*Short exercise 1:*
Quote the passage on document processing word for word, everything from "The text preprocessing stage #3" down to "of chemical texts.".

*Provided passage:*
Analyzing the document structure by classifying each block as containing information about the publication title, the headings, the authors, the organizations, the e-mails, the references and the content. To perform such analysis a set of special taggers has been developed which are executed sequentially to analyze and tag each text block. Taggers utilize such features as the position of first and last rows of text block, text formatting, a position of a block of text on a page, etc. All developed taggers have been adjusted to handle each conference event individually.
4.
Text block filtration to remove unclassified text blocks, for instance, situated before the publication title, because such blocks typically contain useless and already known information about a conference or journal.
5.
Unification of special symbols (such as variants of dash, hyphen, and quote characters), removal of space characters placed before brackets in writings of crystal indexes, etc. Regular expressions are used.

Text preprocessing

The text preprocessing stage #3 in Fig. 1 is to transform a text document obtained from stages 1–2 into a unified structured format with markup. During this stage the text is split into individual words and sentences (tokenization) followed by a morphological analysis that includes: highlighting objects such as formulas and chemical entities, removing unnecessary words and meaningless combinations of symbols, recognizing general English words and tokens with special meaning (units, stable isotopes, acronyms, etc.). The result of this stage is a fully marked structured text to be stored in the database. The following steps are involved in the text preprocessing stage.

Tokenization

A tokenizer from the OSCAR4 library is used for splitting a text into words, phrases and other meaningful elements. The tokenizer has been adapted for better handling of chemical texts.

The present study established that the original OSCAR4 tokenizer, in view of our needs, has some shortcomings. First one is a separation of tokens with a hyphen “-”, which often leads to mistakes in recognizing compound terms. To overcome this issue, the parts of the source code which are responsible for splitting tokens with hyphens were commented out (see Additional File 2). The next resolved problem is that some complex tokens, representing various chemical compositions, are considered by the tokenizer as a sequence of tokens (see Fig. 3). In such cases it is necessary to combine these isolated tokens into an integral one. The modified tokenizing procedure makes merging of tandem tokens separated with either “/” or “:” characters, provided that they are marked by OSCAR4 tag «CM» or incorporate a chemical element symbol sign. In addition, tokens looking as “number %” and situated at the beginning of a such phrase describing chemical compositions are merged into the integral token too (see Fig. 3).

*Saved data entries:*
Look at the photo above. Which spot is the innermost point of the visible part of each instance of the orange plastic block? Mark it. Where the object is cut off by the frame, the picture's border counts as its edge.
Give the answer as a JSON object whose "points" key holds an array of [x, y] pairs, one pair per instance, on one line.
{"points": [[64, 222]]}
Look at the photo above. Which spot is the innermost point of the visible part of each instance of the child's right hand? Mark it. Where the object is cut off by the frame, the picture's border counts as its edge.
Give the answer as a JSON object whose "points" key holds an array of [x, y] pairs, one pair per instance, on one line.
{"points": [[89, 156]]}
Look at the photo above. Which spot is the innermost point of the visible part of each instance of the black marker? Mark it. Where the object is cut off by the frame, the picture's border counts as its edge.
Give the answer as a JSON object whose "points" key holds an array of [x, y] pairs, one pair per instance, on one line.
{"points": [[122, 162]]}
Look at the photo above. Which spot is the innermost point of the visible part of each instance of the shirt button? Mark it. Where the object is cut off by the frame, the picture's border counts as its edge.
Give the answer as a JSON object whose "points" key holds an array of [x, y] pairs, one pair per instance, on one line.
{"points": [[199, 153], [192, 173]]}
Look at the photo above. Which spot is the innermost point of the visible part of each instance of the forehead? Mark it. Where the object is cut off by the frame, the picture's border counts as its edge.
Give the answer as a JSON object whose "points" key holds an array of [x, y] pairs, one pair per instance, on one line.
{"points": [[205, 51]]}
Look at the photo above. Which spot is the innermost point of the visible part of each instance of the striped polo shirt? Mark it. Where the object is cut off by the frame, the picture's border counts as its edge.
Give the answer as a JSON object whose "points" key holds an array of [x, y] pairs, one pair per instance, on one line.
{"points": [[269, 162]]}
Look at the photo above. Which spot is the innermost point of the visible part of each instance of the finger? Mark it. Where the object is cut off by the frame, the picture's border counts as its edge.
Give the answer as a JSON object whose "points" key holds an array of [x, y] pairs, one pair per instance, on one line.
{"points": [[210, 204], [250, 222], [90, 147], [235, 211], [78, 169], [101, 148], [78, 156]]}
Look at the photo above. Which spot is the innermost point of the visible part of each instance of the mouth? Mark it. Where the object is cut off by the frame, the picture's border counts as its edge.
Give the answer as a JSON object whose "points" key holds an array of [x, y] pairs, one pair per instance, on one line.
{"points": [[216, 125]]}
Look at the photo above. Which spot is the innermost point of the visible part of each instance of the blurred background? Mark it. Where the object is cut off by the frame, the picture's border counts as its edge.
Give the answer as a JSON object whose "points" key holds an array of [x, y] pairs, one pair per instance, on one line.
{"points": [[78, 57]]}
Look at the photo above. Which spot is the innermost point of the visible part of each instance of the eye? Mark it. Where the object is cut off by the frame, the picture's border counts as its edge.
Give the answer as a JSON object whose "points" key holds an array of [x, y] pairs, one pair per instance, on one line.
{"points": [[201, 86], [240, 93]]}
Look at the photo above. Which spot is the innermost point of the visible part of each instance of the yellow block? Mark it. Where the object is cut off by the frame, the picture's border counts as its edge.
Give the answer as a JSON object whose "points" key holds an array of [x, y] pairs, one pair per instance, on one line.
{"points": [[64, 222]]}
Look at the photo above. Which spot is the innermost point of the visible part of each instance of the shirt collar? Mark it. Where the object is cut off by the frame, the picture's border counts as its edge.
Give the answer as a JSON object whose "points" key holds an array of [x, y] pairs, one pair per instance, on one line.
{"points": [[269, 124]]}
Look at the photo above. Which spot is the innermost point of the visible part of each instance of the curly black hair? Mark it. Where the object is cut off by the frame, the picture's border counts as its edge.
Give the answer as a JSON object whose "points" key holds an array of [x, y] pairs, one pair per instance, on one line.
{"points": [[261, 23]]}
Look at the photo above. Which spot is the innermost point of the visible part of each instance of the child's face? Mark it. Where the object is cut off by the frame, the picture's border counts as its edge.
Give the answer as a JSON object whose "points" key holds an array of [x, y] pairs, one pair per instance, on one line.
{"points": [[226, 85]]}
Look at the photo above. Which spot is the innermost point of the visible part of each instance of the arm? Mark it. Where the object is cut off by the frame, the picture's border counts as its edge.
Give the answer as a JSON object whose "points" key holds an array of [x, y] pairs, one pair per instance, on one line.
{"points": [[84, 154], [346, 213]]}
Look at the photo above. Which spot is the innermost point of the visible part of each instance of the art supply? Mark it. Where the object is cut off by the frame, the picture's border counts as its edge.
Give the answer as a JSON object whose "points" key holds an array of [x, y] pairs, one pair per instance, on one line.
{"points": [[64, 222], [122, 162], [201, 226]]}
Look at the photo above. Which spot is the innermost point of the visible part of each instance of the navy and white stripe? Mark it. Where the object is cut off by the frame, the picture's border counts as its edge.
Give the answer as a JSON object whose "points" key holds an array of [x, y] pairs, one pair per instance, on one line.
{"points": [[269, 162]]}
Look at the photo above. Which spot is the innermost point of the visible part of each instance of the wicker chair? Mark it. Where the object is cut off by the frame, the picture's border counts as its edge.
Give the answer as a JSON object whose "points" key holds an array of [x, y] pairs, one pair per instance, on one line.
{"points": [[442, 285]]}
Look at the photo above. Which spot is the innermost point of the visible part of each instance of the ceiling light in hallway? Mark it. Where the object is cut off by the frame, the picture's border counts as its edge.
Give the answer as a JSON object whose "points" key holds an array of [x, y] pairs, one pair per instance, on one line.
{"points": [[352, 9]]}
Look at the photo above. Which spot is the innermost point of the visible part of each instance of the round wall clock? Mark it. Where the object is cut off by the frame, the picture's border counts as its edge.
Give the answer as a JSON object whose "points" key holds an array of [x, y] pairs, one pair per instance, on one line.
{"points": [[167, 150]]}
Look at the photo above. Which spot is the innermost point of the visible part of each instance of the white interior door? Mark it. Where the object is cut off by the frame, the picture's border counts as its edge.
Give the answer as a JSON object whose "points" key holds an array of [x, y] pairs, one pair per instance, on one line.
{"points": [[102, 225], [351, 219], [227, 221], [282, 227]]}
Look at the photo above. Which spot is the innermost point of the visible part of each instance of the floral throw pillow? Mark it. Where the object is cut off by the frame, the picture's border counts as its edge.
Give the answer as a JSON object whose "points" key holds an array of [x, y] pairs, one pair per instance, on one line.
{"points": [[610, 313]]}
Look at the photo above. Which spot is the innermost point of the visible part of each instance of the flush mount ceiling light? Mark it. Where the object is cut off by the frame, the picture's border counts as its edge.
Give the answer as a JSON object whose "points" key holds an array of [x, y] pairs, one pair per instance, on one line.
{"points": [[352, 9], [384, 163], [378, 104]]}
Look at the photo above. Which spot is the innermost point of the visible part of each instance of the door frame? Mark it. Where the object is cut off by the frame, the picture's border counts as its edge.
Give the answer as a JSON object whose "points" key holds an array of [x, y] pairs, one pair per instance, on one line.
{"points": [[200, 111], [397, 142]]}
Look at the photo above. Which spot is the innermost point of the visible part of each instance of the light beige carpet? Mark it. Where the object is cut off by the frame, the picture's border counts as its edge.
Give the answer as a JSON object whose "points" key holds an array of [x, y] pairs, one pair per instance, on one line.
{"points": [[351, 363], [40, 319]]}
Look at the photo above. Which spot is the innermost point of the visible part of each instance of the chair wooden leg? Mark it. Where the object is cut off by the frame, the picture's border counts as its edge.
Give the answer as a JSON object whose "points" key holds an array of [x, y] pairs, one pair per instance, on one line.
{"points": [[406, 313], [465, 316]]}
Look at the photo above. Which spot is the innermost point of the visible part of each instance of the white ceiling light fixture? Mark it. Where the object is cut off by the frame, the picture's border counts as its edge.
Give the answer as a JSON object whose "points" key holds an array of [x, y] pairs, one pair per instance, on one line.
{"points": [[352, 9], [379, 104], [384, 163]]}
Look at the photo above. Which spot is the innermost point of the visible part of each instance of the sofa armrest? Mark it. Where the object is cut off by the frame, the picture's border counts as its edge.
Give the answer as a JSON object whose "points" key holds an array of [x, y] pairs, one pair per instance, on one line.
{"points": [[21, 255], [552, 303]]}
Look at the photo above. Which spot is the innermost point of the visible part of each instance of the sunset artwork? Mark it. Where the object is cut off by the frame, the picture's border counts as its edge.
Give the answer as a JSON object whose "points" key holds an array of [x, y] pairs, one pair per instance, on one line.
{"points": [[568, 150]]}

*Short exercise 2:*
Print the lines of the listing again without any changes, everything from the line containing "of the chair" down to the end of the listing.

*Right answer 1:*
The text preprocessing stage #3 in Fig. 1 is to transform a text document obtained from stages 1–2 into a unified structured format with markup. During this stage the text is split into individual words and sentences (tokenization) followed by a morphological analysis that includes: highlighting objects such as formulas and chemical entities, removing unnecessary words and meaningless combinations of symbols, recognizing general English words and tokens with special meaning (units, stable isotopes, acronyms, etc.). The result of this stage is a fully marked structured text to be stored in the database. The following steps are involved in the text preprocessing stage.

Tokenization

A tokenizer from the OSCAR4 library is used for splitting a text into words, phrases and other meaningful elements. The tokenizer has been adapted for better handling of chemical texts.

*Right answer 2:*
Look at the photo above. Which spot is the innermost point of the visible part of each instance of the chair wooden leg? Mark it. Where the object is cut off by the frame, the picture's border counts as its edge.
Give the answer as a JSON object whose "points" key holds an array of [x, y] pairs, one pair per instance, on one line.
{"points": [[406, 313], [465, 316]]}
Look at the photo above. Which spot is the innermost point of the visible part of each instance of the white ceiling light fixture? Mark it. Where the object is cut off by the frame, the picture's border counts as its edge.
Give the answer as a JSON object whose "points" key holds an array of [x, y] pairs, one pair per instance, on one line.
{"points": [[352, 9], [379, 104], [384, 163]]}
Look at the photo above. Which spot is the innermost point of the visible part of each instance of the sofa armrest? Mark it. Where the object is cut off by the frame, the picture's border counts as its edge.
Give the answer as a JSON object whose "points" key holds an array of [x, y] pairs, one pair per instance, on one line.
{"points": [[21, 255], [552, 303]]}
Look at the photo above. Which spot is the innermost point of the visible part of each instance of the sunset artwork? Mark it. Where the object is cut off by the frame, the picture's border counts as its edge.
Give the answer as a JSON object whose "points" key holds an array of [x, y] pairs, one pair per instance, on one line.
{"points": [[568, 150]]}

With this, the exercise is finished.